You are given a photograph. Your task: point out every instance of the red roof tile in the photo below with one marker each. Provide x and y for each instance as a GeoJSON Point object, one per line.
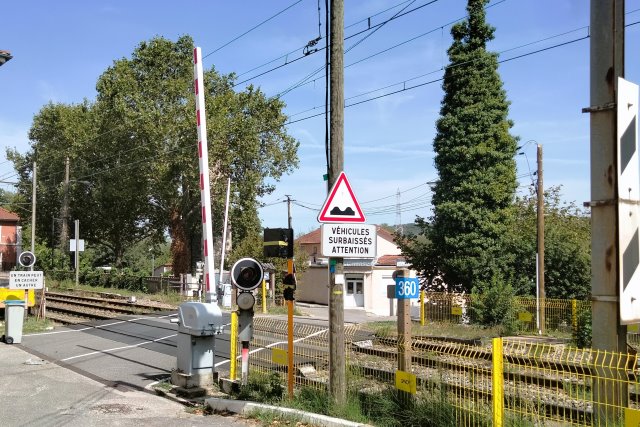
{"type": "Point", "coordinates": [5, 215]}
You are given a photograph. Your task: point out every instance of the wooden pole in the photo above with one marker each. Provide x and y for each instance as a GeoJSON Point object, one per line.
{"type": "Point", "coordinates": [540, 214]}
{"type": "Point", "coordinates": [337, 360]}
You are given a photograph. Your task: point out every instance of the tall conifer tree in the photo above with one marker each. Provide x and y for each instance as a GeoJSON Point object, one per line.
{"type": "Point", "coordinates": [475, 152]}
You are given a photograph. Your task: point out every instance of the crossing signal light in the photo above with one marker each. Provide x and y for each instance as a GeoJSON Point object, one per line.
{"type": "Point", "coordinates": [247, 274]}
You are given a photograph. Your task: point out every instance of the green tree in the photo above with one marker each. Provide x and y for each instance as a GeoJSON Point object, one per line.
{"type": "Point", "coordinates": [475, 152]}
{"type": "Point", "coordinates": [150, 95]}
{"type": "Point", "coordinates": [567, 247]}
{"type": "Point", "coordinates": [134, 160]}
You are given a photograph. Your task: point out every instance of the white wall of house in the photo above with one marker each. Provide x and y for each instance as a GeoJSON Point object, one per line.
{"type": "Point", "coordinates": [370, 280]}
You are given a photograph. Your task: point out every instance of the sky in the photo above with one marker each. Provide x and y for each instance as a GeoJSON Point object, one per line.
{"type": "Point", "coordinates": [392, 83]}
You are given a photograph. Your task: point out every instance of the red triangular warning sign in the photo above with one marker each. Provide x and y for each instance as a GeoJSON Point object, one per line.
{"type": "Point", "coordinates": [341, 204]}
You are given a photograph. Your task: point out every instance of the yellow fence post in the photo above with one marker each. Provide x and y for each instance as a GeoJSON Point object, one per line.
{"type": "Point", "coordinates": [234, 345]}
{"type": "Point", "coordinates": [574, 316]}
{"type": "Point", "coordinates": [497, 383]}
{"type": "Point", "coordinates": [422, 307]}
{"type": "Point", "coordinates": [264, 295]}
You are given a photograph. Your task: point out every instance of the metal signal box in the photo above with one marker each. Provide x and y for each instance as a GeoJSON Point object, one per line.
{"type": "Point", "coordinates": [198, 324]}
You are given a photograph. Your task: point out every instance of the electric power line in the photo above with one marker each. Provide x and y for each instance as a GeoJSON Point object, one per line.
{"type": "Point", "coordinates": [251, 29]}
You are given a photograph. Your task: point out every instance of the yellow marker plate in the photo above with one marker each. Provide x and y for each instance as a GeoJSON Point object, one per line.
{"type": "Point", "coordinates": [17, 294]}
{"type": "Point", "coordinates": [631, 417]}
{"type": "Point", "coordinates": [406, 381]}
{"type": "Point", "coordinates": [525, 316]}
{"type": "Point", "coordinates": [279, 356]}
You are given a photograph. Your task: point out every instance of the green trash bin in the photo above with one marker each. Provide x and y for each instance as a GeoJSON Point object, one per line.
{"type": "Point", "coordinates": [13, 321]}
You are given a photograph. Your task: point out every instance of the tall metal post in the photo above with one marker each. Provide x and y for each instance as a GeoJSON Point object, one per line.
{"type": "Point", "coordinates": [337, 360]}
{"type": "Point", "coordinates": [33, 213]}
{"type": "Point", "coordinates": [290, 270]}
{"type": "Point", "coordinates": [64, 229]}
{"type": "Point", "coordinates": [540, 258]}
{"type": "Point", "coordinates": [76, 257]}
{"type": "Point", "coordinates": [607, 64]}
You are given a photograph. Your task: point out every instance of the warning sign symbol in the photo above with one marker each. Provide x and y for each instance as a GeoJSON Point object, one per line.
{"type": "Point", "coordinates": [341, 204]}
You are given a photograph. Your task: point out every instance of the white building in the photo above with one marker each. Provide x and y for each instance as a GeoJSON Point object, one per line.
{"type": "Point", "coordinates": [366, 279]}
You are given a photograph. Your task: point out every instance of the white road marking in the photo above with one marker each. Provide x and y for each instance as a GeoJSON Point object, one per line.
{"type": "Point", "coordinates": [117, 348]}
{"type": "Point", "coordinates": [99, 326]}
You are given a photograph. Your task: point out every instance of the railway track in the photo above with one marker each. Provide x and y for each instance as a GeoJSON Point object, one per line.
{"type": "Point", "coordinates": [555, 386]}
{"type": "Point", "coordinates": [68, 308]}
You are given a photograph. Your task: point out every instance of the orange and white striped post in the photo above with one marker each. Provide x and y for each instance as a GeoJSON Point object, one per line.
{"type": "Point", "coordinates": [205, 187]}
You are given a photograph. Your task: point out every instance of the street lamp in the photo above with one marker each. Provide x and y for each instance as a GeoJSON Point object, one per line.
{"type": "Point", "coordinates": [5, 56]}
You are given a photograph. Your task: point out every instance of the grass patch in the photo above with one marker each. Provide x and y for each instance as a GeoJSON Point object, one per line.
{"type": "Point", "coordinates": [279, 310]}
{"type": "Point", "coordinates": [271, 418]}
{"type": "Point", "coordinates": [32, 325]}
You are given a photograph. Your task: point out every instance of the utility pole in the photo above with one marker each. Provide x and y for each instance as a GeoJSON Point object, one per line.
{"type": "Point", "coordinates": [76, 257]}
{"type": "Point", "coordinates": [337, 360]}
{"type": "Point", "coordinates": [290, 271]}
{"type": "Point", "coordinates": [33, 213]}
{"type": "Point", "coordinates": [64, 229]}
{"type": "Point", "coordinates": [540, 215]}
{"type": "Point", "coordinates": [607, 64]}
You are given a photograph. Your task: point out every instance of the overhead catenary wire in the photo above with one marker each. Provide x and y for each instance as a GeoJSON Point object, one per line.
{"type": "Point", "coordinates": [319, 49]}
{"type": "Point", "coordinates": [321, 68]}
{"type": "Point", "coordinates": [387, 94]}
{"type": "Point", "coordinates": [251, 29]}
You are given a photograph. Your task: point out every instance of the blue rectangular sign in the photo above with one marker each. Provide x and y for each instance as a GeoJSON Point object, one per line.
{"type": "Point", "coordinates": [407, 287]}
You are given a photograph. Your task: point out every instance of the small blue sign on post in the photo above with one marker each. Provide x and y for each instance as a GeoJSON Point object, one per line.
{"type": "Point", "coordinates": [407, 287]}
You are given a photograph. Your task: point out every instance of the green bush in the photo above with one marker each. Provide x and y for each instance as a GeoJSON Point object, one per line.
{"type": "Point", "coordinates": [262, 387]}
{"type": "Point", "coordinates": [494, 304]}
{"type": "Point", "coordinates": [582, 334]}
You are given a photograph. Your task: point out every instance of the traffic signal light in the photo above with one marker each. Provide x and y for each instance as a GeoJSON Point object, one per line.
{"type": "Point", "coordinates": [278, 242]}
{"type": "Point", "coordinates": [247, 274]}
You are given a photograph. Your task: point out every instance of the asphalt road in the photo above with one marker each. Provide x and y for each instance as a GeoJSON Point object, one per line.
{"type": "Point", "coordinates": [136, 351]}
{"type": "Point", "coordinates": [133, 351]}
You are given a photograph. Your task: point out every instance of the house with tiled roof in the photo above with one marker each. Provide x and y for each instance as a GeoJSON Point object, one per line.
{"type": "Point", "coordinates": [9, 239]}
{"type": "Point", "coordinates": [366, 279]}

#### Work to complete
Copy out every entry above exactly. Leave the pictures out.

#### Finished exercise
You are given a photograph. Your task: point out every instance of the red roof tile in the photo below with one marker each. Provide x and y for each instance as a GeoJSON Point object, one per line.
{"type": "Point", "coordinates": [5, 215]}
You are given a photograph. Your task: point out every instance of the wooden pole in the photo above with one marker each. Provide x and y for each instance as a GeoJSON Point object, one per line.
{"type": "Point", "coordinates": [540, 214]}
{"type": "Point", "coordinates": [337, 360]}
You are given a photograph. Your task: point out every instance of the tall conifer tree in the photo above with one marker each. Provide x and y for each instance as a GeoJSON Point object, one per line.
{"type": "Point", "coordinates": [475, 152]}
You are given a photograph. Your task: point out every instance of the crossing signal light in the photo above with one marker each. Provide x and y for each instance as a GeoJSON Point object, one per line.
{"type": "Point", "coordinates": [247, 274]}
You are given a photograph. Your task: point out every instance of the green tree in the photo above with one marker each. Provide x and y for each instance as a GeoJSON Point object, one per line.
{"type": "Point", "coordinates": [475, 152]}
{"type": "Point", "coordinates": [150, 95]}
{"type": "Point", "coordinates": [567, 247]}
{"type": "Point", "coordinates": [134, 160]}
You are given a photograph. Your task: point out every instance of the white wall of house in the photo above with one marker each. Provide x and y for each instance as a GeoJSON Point object, one per line.
{"type": "Point", "coordinates": [370, 280]}
You are given a photograph. Your task: point out every instance of the sky in the photo above with one marker each. Provide x and y for each instance as a GeoJSON Point object, one per line.
{"type": "Point", "coordinates": [392, 83]}
You are given a photograph. Your task: point out every instance of the red triangular warning sign in the photo above with one marker each. Provide x and y for each instance as a GeoJSON Point object, one per line.
{"type": "Point", "coordinates": [341, 204]}
You are given a photograph. Your task: point out every instance of the yellow fence post in the photo above with one marker each. Provide x and y for each instance as a GeoJSON Point object, one per line.
{"type": "Point", "coordinates": [234, 345]}
{"type": "Point", "coordinates": [574, 316]}
{"type": "Point", "coordinates": [497, 383]}
{"type": "Point", "coordinates": [422, 307]}
{"type": "Point", "coordinates": [264, 295]}
You are given a photograph. Your task: point out every instance of the metal signal box in the photo above with one marker each. Provide x and y for each instance as a GeoJSON Point object, one per line.
{"type": "Point", "coordinates": [198, 324]}
You are given a photograph. Your task: point out every instance of the electric power line in the photo above with one marker each. Provide x and y for each instance as a GeoJSON Point object, one per line.
{"type": "Point", "coordinates": [251, 29]}
You are given a photograph. Your task: point out every instance of the yellow marker plate in the photo above with one marker each. Provide x and y for each instance as a GeoJSON Point object, one per line.
{"type": "Point", "coordinates": [17, 294]}
{"type": "Point", "coordinates": [631, 417]}
{"type": "Point", "coordinates": [406, 381]}
{"type": "Point", "coordinates": [525, 316]}
{"type": "Point", "coordinates": [279, 356]}
You are given a photograph. Your task: point out every instance of the green trash bin in the photo above with one marker each. Provide x and y for each instance as a GeoJSON Point object, one per line.
{"type": "Point", "coordinates": [13, 321]}
You are given a photograph. Your task: point out every instance of the tall metal post in the photo above with one marker each. Provide x and y for each instance as a GeoJSON Point object, one per line.
{"type": "Point", "coordinates": [337, 360]}
{"type": "Point", "coordinates": [33, 213]}
{"type": "Point", "coordinates": [290, 270]}
{"type": "Point", "coordinates": [64, 229]}
{"type": "Point", "coordinates": [540, 258]}
{"type": "Point", "coordinates": [76, 257]}
{"type": "Point", "coordinates": [607, 64]}
You are given a photograph. Your task: point out every instance of the warning sign symbol in the photo above with one marker each. Provide x and y for each instance as a GeoJSON Point object, one per line.
{"type": "Point", "coordinates": [341, 204]}
You are given a photograph. Your task: point out every instance of the white building in the photo above with one marker each. Provide x and y for each instance as a GeoJSON Point object, one per line.
{"type": "Point", "coordinates": [366, 279]}
You are given a photograph. Your task: point out every instance of the white road marking in the photo above with one marker each. Provide x and y for each instance as a GeoJSON Point object, one per line.
{"type": "Point", "coordinates": [117, 348]}
{"type": "Point", "coordinates": [99, 326]}
You are given a photograph. Your task: point out every instance of the railway track in the photo above with one marker each. Provide x and y for each instance as a GeoJSON Point object, one per line.
{"type": "Point", "coordinates": [555, 386]}
{"type": "Point", "coordinates": [68, 308]}
You are given a photograph. Your task: point out every instance of the orange and white striped post in the photo above with one marker each. Provide x and y for each instance as a GeoJSON Point object, one per line.
{"type": "Point", "coordinates": [205, 187]}
You are given a photograph. Your task: point out every instance of the street lamp in the photo above with one marker each. Provide x and y for each instance as a GeoJSON Point object, one per line.
{"type": "Point", "coordinates": [5, 56]}
You are given a photograph. Your task: point out every instance of the grass patch in the photo above with one marker each. Provide x and y for each instance as a GeoJSON Point object, one per line.
{"type": "Point", "coordinates": [279, 310]}
{"type": "Point", "coordinates": [271, 418]}
{"type": "Point", "coordinates": [32, 325]}
You are given a photograph. Your task: point out every instance of the utility pole in the photo above with one marker each. Provide x and y for each instance as a GeoJSON Point object, one per line.
{"type": "Point", "coordinates": [76, 257]}
{"type": "Point", "coordinates": [337, 360]}
{"type": "Point", "coordinates": [290, 271]}
{"type": "Point", "coordinates": [33, 213]}
{"type": "Point", "coordinates": [64, 229]}
{"type": "Point", "coordinates": [540, 215]}
{"type": "Point", "coordinates": [607, 64]}
You are given a photograph. Your task: point out every instance of the overhead catenary wire in the photo above with one marker each. Provide x and y for each instance as a GeoJSON Point object, one per line.
{"type": "Point", "coordinates": [319, 49]}
{"type": "Point", "coordinates": [321, 68]}
{"type": "Point", "coordinates": [387, 94]}
{"type": "Point", "coordinates": [251, 29]}
You are given a photograph. Your task: point out every instance of the blue rectangular sign in the photo above with one marker each. Provide x and y for each instance as a GeoJSON Point object, one per line.
{"type": "Point", "coordinates": [407, 287]}
You are given a photograph. Your task: point out every instance of the small blue sign on post in the photo above with one marker each. Provide x and y for each instance as a GeoJSON Point object, one per line.
{"type": "Point", "coordinates": [407, 287]}
You are given a photograph. Your task: point out every instance of the green bush in the photo above with one marker each. Provide x and y for each instance as a GeoJSON Point object, one per line.
{"type": "Point", "coordinates": [262, 387]}
{"type": "Point", "coordinates": [494, 304]}
{"type": "Point", "coordinates": [582, 334]}
You are given a photograph. Your task: point out every instance of the traffic signal light in the photo above with one marker each. Provide x and y for each instance as a GeoJSON Point object, one per line.
{"type": "Point", "coordinates": [278, 242]}
{"type": "Point", "coordinates": [247, 274]}
You are given a photograph. Your task: point out every instance of the asphalt road in the photo above with one marker each. Provide x and y for each instance as a GeoJSON Point object, one per line.
{"type": "Point", "coordinates": [136, 351]}
{"type": "Point", "coordinates": [133, 351]}
You are given a photograph. Your task: point out every instance of the house with tiled roof in the photo above with one marker each. Provide x and y for each instance as a GeoJSON Point object, one per line.
{"type": "Point", "coordinates": [9, 239]}
{"type": "Point", "coordinates": [366, 279]}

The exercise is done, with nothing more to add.